Aim of the task: Please rewrite the lines below as a numbered list, leaving out any blank lines.

========================

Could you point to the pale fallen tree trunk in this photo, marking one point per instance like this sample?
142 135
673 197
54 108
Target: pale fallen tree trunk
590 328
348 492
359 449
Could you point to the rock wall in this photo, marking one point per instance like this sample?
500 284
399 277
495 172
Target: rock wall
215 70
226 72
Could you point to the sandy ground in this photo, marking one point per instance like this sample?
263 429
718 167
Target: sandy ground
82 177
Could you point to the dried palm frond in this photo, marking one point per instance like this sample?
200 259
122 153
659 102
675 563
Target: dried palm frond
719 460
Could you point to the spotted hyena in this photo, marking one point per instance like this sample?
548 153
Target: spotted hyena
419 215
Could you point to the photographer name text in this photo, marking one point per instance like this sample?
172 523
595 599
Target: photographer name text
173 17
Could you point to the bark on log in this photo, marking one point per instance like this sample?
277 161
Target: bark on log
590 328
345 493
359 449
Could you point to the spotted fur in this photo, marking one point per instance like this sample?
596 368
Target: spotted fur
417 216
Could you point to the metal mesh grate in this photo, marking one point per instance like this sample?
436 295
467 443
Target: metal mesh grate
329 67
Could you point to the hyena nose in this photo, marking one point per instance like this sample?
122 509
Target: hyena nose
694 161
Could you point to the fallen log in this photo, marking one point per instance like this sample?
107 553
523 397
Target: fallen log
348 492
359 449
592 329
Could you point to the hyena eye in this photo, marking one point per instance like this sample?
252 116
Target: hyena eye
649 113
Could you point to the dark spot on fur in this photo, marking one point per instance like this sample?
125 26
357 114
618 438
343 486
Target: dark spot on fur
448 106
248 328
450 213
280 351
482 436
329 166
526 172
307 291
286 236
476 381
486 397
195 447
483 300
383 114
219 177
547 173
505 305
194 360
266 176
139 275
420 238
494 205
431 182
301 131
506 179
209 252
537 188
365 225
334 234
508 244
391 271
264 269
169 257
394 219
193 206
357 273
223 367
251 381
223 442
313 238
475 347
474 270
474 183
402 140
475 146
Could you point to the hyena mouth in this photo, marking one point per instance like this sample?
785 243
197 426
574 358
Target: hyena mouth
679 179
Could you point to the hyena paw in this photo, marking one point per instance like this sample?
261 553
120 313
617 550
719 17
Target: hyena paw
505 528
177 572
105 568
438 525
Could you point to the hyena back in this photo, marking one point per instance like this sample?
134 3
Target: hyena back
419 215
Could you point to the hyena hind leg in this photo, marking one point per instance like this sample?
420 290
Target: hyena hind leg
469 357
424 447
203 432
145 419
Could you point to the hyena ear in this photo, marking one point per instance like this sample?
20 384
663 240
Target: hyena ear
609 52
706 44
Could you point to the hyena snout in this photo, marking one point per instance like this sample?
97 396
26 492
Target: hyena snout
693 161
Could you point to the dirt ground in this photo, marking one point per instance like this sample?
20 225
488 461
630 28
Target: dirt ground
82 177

========================

Solved exercise:
1. Could you point to the pale fallen tree trunk in this photo, marking one point per instance like this sample?
2. 142 135
3. 673 197
4. 54 108
5. Target: pale fallen tree trunk
6. 590 328
7. 348 492
8. 359 449
9. Could you point to the rock wall in this photo, marking one point per instance like this sample?
10. 500 284
11. 399 277
12. 495 172
13. Target: rock wall
14. 215 70
15. 226 72
16. Could you point to the sandy ground in this photo, marking one point per instance like this sample?
17. 263 429
18. 718 167
19. Target: sandy ground
20. 82 177
21. Could you point to the dried palm frond in this photo, marking one point per instance like this sample?
22. 200 259
23. 122 153
24. 659 102
25. 675 563
26. Target: dried palm frond
27. 719 460
28. Could you point to the spotted hyena in this photo, marking one point per instance like this sample?
29. 548 153
30. Target: spotted hyena
31. 419 215
32. Could you point to the photographer name text in this photo, marking one point per instance like this sample?
33. 172 523
34. 595 599
35. Target: photographer name text
36. 173 17
37. Could you point to the bark on log in this photo, marking one point per instance like this sample?
38. 277 161
39. Target: bark on log
40. 590 328
41. 345 493
42. 359 449
43. Could you point to the spotted fur in this photo, marking one point per instance like this sample?
44. 596 368
45. Target: spotted fur
46. 417 216
47. Could you point to the metal mesh grate in this photo, marking one point per instance like this sample?
48. 436 295
49. 467 443
50. Target: metal mesh grate
51. 329 67
52. Could you point to the hyena nose in this photo, marking one point per instance like this sample?
53. 122 509
54. Target: hyena nose
55. 694 161
56. Could you point to the fallen log in this photo, marking one point per instance like this sample?
57. 107 553
58. 523 397
59. Target: fallen log
60. 348 492
61. 359 449
62. 592 329
63. Could you point to the hyena eye in this photo, marking one point per instance like this sample?
64. 252 116
65. Target: hyena eye
66. 649 113
67. Could you point to the dark spot on fur in this photo, marking one point per instance like this sample?
68. 125 26
69. 357 114
70. 618 438
71. 343 486
72. Target: dark spot on fur
73. 448 106
74. 248 328
75. 450 213
76. 280 351
77. 482 436
78. 329 166
79. 526 172
80. 307 291
81. 286 236
82. 476 381
83. 486 397
84. 195 447
85. 483 300
86. 383 114
87. 219 177
88. 547 173
89. 505 305
90. 194 360
91. 266 176
92. 139 275
93. 420 238
94. 494 205
95. 431 182
96. 301 131
97. 506 179
98. 209 252
99. 537 188
100. 365 225
101. 334 234
102. 508 244
103. 391 271
104. 264 269
105. 169 257
106. 394 219
107. 193 206
108. 357 273
109. 223 367
110. 251 381
111. 223 442
112. 313 238
113. 475 347
114. 474 270
115. 474 183
116. 402 140
117. 475 146
118. Could you point to the hyena mouth in this photo, marking one point per instance like this sample?
119. 785 243
120. 197 426
121. 574 358
122. Target: hyena mouth
123. 679 179
124. Could you point to the hyena paw in this photo, marking one point per instance like this sample?
125. 261 553
126. 120 313
127. 617 550
128. 719 17
129. Target: hyena paw
130. 505 528
131. 177 572
132. 105 568
133. 438 525
134. Could you point to the hyena back in this photo, marking one point per instance like this sample?
135. 134 3
136. Target: hyena back
137. 419 215
138. Could you point to the hyena hind leg in this photo, marking one point per instance like this sample?
139. 420 290
140. Target: hyena hind leg
141. 469 357
142. 424 447
143. 203 432
144. 145 419
145. Could you point to the hyena ear in this photo, marking one point per instance like this sample?
146. 20 384
147. 663 240
148. Target: hyena ear
149. 609 52
150. 706 44
151. Could you point to the hyena snout in this photo, marking one point per instance like this sample?
152. 97 396
153. 26 492
154. Target: hyena snout
155. 693 161
156. Could you point to the dirt ground in this photo, marking one point per instance like this sample?
157. 20 225
158. 488 461
159. 630 28
160. Target: dirt ground
161. 82 177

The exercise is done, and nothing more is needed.